* _The task_
Go to the line containing "Target: blue sky" in the records below and print it and every following line exactly, on through the line containing "Can you find the white", then stop.

[Stored data entries]
=======

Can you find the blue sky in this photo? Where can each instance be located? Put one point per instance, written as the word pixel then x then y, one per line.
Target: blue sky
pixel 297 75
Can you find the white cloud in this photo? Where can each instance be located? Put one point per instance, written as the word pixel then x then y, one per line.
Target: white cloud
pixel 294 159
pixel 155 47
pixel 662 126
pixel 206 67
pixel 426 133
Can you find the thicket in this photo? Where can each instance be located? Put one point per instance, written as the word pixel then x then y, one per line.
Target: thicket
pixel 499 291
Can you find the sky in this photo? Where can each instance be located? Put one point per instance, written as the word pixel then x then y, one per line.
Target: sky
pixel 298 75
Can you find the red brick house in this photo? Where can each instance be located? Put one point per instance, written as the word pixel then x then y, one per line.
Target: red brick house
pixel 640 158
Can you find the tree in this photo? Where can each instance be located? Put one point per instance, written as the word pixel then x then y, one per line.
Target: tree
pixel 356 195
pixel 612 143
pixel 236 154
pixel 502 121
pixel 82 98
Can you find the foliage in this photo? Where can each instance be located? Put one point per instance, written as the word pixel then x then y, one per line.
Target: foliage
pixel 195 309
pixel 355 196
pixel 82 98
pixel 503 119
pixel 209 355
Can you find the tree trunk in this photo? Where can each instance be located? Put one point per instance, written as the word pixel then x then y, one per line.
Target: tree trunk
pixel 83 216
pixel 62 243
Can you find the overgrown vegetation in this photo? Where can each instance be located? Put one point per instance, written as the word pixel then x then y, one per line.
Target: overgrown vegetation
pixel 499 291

=======

* _Solution_
Target: blue sky
pixel 297 75
Can you find the white cloud in this photo? Where can each instance be located? Put one point per instance, written as the word pixel then x then y, one per line.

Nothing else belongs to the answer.